* Task description
Each line below from the one containing "white sneaker and record integer pixel coordinates." through the one containing "Target: dark jeans" is to be given again exactly, and no line outside that span.

* Records from a dataset
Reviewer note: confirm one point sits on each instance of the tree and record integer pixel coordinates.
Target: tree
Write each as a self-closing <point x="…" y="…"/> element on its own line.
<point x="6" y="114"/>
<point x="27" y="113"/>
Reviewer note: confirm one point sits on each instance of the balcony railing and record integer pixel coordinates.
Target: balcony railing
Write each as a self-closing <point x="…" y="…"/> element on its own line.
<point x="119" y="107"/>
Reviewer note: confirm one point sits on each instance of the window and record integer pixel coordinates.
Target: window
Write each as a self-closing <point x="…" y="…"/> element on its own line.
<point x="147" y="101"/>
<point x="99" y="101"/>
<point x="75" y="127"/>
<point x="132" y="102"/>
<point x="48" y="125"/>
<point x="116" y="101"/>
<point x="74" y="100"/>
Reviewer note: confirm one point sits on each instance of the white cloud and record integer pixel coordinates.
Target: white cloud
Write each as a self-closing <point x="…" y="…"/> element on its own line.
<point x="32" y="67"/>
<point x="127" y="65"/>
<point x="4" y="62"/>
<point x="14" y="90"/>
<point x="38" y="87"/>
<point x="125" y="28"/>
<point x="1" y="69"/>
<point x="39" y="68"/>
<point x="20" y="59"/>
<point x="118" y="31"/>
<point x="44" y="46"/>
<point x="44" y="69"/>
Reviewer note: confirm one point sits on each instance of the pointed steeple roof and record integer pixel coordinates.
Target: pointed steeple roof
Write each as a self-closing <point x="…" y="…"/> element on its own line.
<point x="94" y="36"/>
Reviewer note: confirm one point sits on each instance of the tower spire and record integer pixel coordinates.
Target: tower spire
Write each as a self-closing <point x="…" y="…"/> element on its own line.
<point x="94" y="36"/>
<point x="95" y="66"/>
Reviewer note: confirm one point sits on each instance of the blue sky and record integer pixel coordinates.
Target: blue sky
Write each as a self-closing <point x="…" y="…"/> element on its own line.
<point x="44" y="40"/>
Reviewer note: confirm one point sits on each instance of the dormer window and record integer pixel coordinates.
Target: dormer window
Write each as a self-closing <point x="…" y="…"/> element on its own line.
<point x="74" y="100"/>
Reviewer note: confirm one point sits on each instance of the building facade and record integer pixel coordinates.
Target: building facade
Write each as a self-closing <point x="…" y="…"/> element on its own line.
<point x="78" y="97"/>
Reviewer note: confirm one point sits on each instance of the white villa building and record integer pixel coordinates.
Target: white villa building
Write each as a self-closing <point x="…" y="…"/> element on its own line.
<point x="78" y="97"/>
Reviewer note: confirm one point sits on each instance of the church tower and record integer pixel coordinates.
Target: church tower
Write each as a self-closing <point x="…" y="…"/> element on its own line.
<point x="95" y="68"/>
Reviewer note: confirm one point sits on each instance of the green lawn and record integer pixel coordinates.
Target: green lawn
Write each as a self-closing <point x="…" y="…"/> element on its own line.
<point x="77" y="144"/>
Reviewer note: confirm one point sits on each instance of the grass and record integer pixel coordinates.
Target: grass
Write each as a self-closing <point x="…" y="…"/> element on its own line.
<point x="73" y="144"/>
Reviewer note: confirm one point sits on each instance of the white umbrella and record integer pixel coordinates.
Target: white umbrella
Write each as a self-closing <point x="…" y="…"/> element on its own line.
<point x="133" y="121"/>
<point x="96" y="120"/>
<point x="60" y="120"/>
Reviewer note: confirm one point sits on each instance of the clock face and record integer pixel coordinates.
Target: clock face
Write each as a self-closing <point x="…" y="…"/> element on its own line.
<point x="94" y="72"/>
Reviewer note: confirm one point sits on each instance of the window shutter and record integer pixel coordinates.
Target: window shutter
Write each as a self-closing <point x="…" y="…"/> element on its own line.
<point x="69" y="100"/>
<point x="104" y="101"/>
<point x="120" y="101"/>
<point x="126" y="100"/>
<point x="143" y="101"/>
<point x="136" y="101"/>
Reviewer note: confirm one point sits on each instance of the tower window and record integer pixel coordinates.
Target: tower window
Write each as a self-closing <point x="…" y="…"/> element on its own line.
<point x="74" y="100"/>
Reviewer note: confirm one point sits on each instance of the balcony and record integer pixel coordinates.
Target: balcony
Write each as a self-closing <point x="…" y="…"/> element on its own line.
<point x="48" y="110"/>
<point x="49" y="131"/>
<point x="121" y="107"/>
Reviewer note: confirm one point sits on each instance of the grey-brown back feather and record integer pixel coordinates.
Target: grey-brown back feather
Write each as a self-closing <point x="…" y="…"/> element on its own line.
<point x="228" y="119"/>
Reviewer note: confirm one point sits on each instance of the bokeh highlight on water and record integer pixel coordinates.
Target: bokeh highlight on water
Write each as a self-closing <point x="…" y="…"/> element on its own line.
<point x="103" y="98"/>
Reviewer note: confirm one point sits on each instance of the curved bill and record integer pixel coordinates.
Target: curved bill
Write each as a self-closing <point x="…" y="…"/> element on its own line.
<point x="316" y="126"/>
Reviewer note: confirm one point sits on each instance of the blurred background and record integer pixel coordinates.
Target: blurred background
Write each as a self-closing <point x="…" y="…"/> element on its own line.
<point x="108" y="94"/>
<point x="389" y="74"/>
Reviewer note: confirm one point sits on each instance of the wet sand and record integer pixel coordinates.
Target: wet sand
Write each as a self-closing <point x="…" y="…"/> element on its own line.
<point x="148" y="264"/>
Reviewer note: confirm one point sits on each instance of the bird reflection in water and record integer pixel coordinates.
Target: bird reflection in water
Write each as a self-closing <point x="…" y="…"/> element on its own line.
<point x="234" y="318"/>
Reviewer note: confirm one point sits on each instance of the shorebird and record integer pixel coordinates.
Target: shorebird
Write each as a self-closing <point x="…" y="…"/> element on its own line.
--
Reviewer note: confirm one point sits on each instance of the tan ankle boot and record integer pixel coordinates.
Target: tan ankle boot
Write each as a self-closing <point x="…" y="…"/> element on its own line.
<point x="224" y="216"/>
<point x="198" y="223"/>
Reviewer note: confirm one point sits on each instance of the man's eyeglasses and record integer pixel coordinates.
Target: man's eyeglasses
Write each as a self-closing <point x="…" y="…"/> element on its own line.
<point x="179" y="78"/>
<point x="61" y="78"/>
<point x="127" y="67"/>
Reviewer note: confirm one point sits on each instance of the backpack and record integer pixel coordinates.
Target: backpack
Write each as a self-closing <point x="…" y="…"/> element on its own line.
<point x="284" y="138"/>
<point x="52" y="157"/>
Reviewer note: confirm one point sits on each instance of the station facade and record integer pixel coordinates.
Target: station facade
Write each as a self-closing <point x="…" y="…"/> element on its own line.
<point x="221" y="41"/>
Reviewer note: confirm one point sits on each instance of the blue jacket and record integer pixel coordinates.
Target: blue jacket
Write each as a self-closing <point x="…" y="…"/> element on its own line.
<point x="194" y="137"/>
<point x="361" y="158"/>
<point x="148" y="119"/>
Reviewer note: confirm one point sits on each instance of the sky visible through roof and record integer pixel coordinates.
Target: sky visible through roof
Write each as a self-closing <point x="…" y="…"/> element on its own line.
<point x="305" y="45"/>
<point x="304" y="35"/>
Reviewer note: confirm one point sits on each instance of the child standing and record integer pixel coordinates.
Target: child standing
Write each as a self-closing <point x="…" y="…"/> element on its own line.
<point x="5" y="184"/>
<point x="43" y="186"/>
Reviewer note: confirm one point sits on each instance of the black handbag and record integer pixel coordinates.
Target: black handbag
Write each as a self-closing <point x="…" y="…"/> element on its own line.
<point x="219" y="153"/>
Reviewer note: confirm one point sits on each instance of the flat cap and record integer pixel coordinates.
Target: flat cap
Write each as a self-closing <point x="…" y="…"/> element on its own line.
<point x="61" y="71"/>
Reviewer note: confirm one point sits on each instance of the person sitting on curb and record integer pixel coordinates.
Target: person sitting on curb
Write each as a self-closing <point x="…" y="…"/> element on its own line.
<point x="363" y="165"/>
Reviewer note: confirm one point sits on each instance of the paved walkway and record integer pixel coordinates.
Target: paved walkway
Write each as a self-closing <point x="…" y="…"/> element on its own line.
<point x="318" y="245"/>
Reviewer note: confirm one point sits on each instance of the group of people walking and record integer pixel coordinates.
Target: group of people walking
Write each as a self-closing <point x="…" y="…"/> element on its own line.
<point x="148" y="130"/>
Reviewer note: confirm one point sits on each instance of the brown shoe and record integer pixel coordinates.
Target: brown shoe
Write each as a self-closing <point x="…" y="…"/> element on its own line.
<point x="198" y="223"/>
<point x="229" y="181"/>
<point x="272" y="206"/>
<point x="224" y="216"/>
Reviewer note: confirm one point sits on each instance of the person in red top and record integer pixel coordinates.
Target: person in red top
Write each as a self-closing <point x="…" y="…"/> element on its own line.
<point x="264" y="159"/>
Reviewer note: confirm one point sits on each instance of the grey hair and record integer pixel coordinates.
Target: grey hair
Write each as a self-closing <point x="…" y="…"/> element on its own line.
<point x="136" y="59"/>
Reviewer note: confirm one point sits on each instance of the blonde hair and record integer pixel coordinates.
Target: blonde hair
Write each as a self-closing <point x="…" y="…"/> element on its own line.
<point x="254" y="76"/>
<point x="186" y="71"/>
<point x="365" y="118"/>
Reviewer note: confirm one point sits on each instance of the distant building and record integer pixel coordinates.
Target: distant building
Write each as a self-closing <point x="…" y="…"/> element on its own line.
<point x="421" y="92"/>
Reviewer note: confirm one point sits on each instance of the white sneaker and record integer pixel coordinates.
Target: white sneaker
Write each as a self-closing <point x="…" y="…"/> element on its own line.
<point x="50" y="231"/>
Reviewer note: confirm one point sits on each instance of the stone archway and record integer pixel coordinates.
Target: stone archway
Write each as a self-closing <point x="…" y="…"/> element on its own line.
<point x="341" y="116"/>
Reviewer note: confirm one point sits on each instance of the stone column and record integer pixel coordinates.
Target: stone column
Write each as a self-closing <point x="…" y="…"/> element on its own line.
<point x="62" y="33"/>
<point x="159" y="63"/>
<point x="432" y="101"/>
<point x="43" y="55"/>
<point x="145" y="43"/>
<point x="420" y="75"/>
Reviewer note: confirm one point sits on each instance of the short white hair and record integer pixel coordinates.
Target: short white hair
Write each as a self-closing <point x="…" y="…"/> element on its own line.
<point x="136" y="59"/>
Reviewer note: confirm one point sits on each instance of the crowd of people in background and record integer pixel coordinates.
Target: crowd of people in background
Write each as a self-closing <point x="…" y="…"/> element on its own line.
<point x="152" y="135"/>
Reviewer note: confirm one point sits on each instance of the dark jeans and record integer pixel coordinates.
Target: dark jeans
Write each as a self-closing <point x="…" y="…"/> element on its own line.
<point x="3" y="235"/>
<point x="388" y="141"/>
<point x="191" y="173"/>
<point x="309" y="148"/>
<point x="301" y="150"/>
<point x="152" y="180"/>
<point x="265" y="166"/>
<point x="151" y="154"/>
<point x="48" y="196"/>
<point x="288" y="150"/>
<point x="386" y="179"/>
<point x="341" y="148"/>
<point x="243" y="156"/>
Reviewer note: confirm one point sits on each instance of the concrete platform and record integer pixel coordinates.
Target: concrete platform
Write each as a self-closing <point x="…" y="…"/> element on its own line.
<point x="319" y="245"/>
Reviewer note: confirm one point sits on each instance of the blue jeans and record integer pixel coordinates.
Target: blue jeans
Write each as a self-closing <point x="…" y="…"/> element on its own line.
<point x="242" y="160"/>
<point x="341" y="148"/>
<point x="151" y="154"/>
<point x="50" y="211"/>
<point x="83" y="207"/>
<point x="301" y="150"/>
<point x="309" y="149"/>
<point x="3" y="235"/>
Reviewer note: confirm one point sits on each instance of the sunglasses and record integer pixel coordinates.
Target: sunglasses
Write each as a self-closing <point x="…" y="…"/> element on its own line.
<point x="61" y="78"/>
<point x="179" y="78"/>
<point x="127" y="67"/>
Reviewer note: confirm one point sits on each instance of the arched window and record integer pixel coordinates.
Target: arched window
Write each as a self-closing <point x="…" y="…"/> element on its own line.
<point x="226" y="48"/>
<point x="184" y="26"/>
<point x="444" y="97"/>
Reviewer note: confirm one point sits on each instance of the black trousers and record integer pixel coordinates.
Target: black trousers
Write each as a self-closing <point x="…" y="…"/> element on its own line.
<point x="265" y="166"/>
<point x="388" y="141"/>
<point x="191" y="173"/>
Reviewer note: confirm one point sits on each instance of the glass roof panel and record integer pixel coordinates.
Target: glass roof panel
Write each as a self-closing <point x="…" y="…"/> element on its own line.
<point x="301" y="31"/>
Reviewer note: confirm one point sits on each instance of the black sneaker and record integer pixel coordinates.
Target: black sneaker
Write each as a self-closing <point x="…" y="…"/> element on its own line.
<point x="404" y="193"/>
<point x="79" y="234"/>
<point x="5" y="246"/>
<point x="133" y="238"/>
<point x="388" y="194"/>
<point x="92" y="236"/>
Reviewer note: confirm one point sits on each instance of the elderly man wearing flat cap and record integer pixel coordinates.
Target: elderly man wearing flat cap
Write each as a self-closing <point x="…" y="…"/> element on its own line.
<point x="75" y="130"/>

* Answer to this problem
Reviewer note: confirm one point sits on each instance of the white sneaker and record integer pixel coordinates.
Target: white sneaker
Write each as a self-closing <point x="…" y="…"/> element on its own line.
<point x="50" y="231"/>
Reviewer note: confirm one point sits on each instance of the stone archway and record integer pixel coordinates.
Target: stone archway
Write each as a self-closing <point x="…" y="…"/> element on its own line.
<point x="341" y="116"/>
Reviewer note: confirm one point sits on each instance of the stone column and record integer pixel coordinates.
Target: stone column
Write each as a self-closing <point x="…" y="…"/> element on its own line.
<point x="62" y="33"/>
<point x="159" y="63"/>
<point x="432" y="101"/>
<point x="43" y="55"/>
<point x="145" y="43"/>
<point x="420" y="75"/>
Reviewer note: confirm one point sits on each instance of the short white hair and record integer pixel coordinates.
Target: short white hair
Write each as a self-closing <point x="…" y="…"/> element on its own line.
<point x="136" y="59"/>
Reviewer note: confirm one point sits on each instance of the crowd of people in background and record integer pixel coordinates.
Target: crowd of people in background
Write each as a self-closing <point x="…" y="…"/> element on its own line.
<point x="152" y="135"/>
Reviewer note: confirm one point sits on each instance of the dark jeans and record integer pixel coordinates.
Target: dark jeans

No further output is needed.